--- Begin Document excerpt ---

# Wise use of glue on exterior work?



## bd1886 (Jul 2, 2018)

Second post here…gonna be many more.
Today I was working on a project building nice cedar gates. In building them I used a well cured pressure treated (1 1/4 inch planed/on edge) approach for the core with central cedar bead board wainscot panel and 1/2" skin, over the perimeter pressure treated core structure. 
Well, tomorrow I'll be installing the routered bead board central panel. Moisture read is very low in the wood, parts are cut for the cedar overlay on the final sides. Would it hurt to make sure the bottom of that panel gets fully glued up using waterproof glues/resins? (Washington State here…..water can be a problem.)

Now….the gates will be getting a rustic treatment with engraved wormholes artificial wear, course bronze hasps and hinges, course faux inlayed joinery plugs, you know….a polished turd look (that's appealing (for all it's character thing) and future finish look tuning up accepted
So? It'll be built strong, while cracking is fine, will it warp (or something else bad) due to the bottom of them not moving because of being glued up solid. Sometimes too much working (gluing) against Mother Nature can bite you in the butt I'm thinking.
Thanks, all thoughts appreciated. Scott


----------



## clin (Sep 3, 2015)

Some photos and drawings would help. I couldn't get understand what you where describing.

As a rule, do what you can to keep water out (sealed on top and sides). But allow for water to get out (drain) using seep holes if appropriate. As always consider wood expansion and contraction in the design. This usually means a strong frame, and then a panel or boards that float or are otherwise installed so they can expand and contract without binding.

--- End Document excerpt ---
--- Begin Entries provided ---

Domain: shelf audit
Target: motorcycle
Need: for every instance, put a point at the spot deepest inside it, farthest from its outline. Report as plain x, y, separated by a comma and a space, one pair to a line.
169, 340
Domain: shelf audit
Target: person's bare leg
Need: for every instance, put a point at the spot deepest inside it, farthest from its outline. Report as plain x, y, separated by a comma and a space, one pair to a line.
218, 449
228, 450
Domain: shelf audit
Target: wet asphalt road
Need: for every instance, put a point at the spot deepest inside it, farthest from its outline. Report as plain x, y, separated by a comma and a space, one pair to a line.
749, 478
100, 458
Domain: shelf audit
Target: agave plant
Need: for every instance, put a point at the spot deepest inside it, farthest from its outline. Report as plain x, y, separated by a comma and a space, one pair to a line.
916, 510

--- End Entries provided ---
--- Begin Entries provided ---

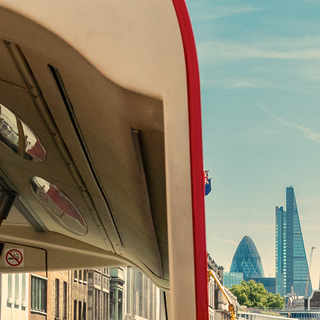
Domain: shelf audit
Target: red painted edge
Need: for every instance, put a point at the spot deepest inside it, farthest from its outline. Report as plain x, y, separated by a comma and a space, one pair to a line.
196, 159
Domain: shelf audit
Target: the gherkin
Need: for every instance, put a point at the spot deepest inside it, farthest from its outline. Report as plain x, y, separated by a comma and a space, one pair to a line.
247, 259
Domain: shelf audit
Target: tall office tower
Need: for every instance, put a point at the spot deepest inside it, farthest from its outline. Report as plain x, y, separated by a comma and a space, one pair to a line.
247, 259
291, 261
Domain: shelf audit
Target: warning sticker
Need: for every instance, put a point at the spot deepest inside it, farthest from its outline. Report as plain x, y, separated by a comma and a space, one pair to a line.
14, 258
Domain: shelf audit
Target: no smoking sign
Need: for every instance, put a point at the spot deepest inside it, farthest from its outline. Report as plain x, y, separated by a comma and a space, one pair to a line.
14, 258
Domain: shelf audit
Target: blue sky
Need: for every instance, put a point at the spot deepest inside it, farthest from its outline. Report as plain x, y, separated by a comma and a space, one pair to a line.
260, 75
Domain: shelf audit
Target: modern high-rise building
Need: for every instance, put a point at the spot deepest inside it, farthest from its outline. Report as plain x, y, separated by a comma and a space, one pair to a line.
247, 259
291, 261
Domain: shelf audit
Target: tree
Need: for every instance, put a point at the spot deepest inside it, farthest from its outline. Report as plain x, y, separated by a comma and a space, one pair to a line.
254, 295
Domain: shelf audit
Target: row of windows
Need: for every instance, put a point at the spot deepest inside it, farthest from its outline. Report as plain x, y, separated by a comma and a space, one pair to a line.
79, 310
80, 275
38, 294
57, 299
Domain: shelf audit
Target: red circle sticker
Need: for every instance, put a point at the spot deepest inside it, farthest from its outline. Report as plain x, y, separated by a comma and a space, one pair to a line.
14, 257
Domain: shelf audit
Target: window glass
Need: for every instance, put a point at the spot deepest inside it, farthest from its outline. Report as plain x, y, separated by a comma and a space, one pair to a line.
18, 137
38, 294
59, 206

--- End Entries provided ---
--- Begin Entries provided ---

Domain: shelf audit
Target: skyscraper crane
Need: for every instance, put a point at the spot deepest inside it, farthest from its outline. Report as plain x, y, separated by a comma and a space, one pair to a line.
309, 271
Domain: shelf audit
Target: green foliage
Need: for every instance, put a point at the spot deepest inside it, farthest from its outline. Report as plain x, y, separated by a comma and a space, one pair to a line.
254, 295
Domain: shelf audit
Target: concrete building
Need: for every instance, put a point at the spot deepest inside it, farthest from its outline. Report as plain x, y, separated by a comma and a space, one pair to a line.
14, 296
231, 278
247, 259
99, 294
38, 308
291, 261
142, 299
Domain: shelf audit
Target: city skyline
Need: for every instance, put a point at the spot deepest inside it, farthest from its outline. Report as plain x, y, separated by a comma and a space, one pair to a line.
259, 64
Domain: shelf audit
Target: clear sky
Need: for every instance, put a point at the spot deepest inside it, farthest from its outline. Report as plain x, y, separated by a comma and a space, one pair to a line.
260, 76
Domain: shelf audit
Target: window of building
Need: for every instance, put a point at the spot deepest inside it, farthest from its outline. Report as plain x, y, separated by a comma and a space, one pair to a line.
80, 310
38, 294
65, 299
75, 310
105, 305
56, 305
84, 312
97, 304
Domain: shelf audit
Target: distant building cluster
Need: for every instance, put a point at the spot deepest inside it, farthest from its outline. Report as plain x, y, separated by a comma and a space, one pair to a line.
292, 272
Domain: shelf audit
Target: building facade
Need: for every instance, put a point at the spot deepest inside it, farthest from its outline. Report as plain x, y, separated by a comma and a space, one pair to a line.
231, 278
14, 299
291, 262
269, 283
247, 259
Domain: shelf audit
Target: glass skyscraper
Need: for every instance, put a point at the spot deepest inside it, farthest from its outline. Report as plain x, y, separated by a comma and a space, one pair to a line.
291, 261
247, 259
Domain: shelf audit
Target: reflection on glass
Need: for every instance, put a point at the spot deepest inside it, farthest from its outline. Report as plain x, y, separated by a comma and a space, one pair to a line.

--- End Entries provided ---

**Problem details**: Repeat word for word the part of the forum thread on gluing exterior gates starting at "Today I was" and ending at "treated core structure.". The material has nothing to do with the forum thread on gluing exterior gates.

**Task answer**:
Today I was working on a project building nice cedar gates. In building them I used a well cured pressure treated (1 1/4 inch planed/on edge) approach for the core with central cedar bead board wainscot panel and 1/2" skin, over the perimeter pressure treated core structure.